> _What you are asked to do_:
Turn every line of the material below into a numbered list, and leave out any blank lines.

> _Input material_:
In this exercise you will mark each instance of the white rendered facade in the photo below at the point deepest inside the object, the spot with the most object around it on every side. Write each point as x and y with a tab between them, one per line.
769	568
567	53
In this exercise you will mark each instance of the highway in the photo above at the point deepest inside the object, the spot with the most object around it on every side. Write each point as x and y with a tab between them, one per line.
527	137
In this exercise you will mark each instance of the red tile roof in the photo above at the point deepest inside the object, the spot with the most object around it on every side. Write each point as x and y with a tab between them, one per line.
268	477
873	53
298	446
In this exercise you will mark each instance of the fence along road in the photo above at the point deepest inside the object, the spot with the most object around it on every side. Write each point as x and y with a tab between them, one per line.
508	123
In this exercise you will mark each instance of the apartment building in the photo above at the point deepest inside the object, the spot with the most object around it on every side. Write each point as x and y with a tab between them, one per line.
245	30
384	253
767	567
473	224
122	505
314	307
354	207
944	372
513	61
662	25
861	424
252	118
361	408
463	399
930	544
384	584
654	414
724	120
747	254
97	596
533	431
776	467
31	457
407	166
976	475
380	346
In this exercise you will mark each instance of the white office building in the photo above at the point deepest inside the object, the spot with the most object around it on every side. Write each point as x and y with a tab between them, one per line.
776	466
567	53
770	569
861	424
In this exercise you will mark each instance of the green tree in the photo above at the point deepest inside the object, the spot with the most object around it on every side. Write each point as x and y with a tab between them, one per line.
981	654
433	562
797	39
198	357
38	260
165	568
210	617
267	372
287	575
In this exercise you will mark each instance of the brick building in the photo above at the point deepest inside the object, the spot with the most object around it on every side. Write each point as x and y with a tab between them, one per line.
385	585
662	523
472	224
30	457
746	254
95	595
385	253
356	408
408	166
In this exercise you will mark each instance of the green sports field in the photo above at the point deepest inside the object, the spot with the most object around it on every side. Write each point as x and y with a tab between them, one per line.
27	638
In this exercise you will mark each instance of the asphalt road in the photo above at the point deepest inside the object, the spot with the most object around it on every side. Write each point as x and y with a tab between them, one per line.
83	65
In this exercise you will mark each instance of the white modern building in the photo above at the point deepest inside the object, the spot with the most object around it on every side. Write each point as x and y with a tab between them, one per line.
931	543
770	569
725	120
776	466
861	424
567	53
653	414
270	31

> _Answer below_:
1. In this exercise you will mark each instance of the white rendered facade in the photo below at the point deepest inside the object, the spot with the most object around it on every side. Write each point as x and y with a tab between them, one per line.
2. 769	568
3. 567	53
4. In this exercise you will mark each instance of the highway in the photo above at the point deepest inside the object, the spot with the most object around it on every side. Write each point as x and y with a tab between them, one per line.
5. 527	137
6. In this exercise you will mark each instance of the red tile roof in the photo above at the point deepest inside the object, the spot with the most object around it on every side. Write each point as x and y with a tab between them, one per line.
7. 268	477
8. 873	53
9. 298	446
10. In this exercise you will mark each instance of the fence along road in the photo above at the point deepest inside the object, the spot with the most object around it on every side. Write each point as x and y with a tab between them, one per line.
11. 508	123
12. In this exercise you will mark each instance of the apartment building in the photo above at the point deepest inside the object, the spot with the most object around it on every side. Write each point as x and y with a tab between them, one per line.
13. 245	30
14. 384	253
15. 767	567
16. 473	224
17. 122	505
18. 314	307
19. 354	207
20. 944	372
21. 513	61
22. 662	25
23. 861	424
24. 252	118
25. 361	408
26. 463	399
27. 930	544
28. 384	584
29. 654	414
30. 724	120
31. 747	254
32. 97	596
33. 533	431
34. 776	467
35. 31	457
36. 407	166
37. 976	475
38. 380	346
39. In this exercise you will mark each instance of the white office building in the photo above at the point deepest inside the object, the spot with the most object around it on every side. Write each point as x and y with a tab between them, one per line.
40. 776	466
41. 567	53
42. 770	569
43. 861	424
44. In this exercise you will mark each instance of the green tree in the photo above at the point deepest inside the object, the spot with the most object around it on every side. Write each point as x and y with a tab between them, one per line.
45. 981	654
46. 433	562
47. 797	39
48. 198	357
49. 38	260
50. 165	568
51. 210	617
52. 267	372
53. 287	575
54. In this exercise you will mark each instance of the brick building in the photo above at the point deepest inside the object, the spot with the most object around it on every side. Write each point as x and y with a tab between them, one per line.
55. 385	585
56. 662	523
57. 472	224
58. 30	457
59. 746	254
60. 95	595
61. 385	253
62. 356	408
63. 408	166
64. In this exercise you will mark each instance of the green sports field in the photo above at the point deepest inside the object, the spot with the most object around it on every side. Write each point as x and y with a tab between them, one per line.
65. 27	638
66. In this exercise you will mark each instance of the asphalt road in the photo above at the point deepest inside the object, the spot with the most object around it on every side. Write each point as x and y with a tab between them, one per line.
67. 83	65
68. In this exercise you will mark each instance of the white modern building in the photo above at the point deepest inside the object, the spot with the most object around it on every side. Write each point as x and y with a tab between them, one per line.
69. 931	543
70. 770	569
71. 725	120
72. 776	466
73. 861	424
74. 567	53
75. 653	414
76. 270	31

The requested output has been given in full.